#### Written problem:
Copy the listing again, replacing "side glass panel" with "sidelight pane" and leaving everything else unchanged.

* START Supplied material *

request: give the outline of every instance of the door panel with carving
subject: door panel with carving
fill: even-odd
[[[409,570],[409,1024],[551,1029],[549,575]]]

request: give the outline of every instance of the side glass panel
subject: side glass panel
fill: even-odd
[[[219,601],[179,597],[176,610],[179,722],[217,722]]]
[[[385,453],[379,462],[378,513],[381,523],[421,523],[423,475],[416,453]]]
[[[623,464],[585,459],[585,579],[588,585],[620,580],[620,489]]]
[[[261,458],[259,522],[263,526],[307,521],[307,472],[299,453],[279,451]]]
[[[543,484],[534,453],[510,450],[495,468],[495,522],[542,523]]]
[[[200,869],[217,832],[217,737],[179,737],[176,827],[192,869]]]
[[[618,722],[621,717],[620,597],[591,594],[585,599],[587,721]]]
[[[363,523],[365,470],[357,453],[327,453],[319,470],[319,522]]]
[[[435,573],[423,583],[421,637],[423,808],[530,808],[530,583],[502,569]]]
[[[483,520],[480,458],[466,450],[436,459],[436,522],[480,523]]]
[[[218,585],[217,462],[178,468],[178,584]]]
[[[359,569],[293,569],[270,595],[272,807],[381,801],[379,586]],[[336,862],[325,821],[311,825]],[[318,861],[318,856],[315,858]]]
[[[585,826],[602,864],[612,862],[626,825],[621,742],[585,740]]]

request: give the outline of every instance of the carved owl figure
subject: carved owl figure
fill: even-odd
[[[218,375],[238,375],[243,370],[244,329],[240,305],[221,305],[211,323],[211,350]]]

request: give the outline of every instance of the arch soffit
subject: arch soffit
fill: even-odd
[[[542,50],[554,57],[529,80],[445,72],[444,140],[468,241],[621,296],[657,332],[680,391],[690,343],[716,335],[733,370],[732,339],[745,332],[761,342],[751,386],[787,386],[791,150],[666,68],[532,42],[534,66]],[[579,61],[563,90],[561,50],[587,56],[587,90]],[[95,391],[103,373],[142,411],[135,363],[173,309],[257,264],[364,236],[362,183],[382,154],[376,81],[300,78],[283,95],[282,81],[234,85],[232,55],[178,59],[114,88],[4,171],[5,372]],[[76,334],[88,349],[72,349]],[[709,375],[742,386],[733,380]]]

* END Supplied material *

#### Right answer:
request: give the outline of every instance of the door panel with carving
subject: door panel with carving
fill: even-odd
[[[409,570],[409,1024],[551,1029],[549,575]]]

request: give the outline of every instance of the sidelight pane
subject: sidelight pane
fill: even-odd
[[[219,601],[179,597],[176,610],[179,722],[217,722]]]
[[[385,453],[379,462],[378,513],[381,523],[421,523],[423,475],[416,453]]]
[[[623,464],[585,459],[585,579],[588,585],[620,580],[620,489]]]
[[[261,458],[259,522],[263,526],[307,521],[307,472],[299,453],[279,451]]]
[[[543,484],[534,453],[510,450],[495,468],[495,522],[542,523]]]
[[[200,869],[217,832],[217,737],[179,737],[176,827],[192,869]]]
[[[618,722],[621,717],[620,597],[591,594],[585,599],[587,721]]]
[[[363,523],[365,470],[357,453],[327,453],[319,470],[319,522]]]
[[[435,573],[423,583],[421,637],[423,808],[530,808],[530,583],[502,569]]]
[[[483,520],[480,458],[466,450],[436,459],[436,522],[480,523]]]
[[[218,585],[217,462],[178,468],[178,584]]]
[[[359,569],[293,569],[270,595],[272,807],[381,801],[379,586]],[[336,862],[325,821],[311,825]],[[318,861],[318,856],[315,858]]]
[[[585,826],[602,864],[612,862],[626,825],[621,742],[585,740]]]

request: give the outline of every instance of the carved owl figure
subject: carved owl figure
fill: even-odd
[[[218,375],[238,375],[243,370],[244,329],[240,305],[221,305],[211,323],[211,350]]]

request: give the outline of every instance of the arch soffit
subject: arch soffit
fill: even-odd
[[[542,50],[554,57],[529,80],[445,72],[444,140],[468,241],[621,296],[657,332],[680,391],[690,343],[716,335],[733,370],[732,339],[745,332],[761,342],[751,386],[787,386],[791,150],[666,68],[532,42],[534,66]],[[579,61],[563,90],[561,50],[587,56],[587,90]],[[95,391],[103,373],[142,411],[135,363],[173,309],[257,264],[364,236],[362,183],[382,154],[376,81],[300,78],[283,95],[282,81],[234,85],[232,55],[178,59],[114,88],[4,171],[5,372]],[[76,334],[88,349],[72,349]],[[709,375],[742,386],[733,380]]]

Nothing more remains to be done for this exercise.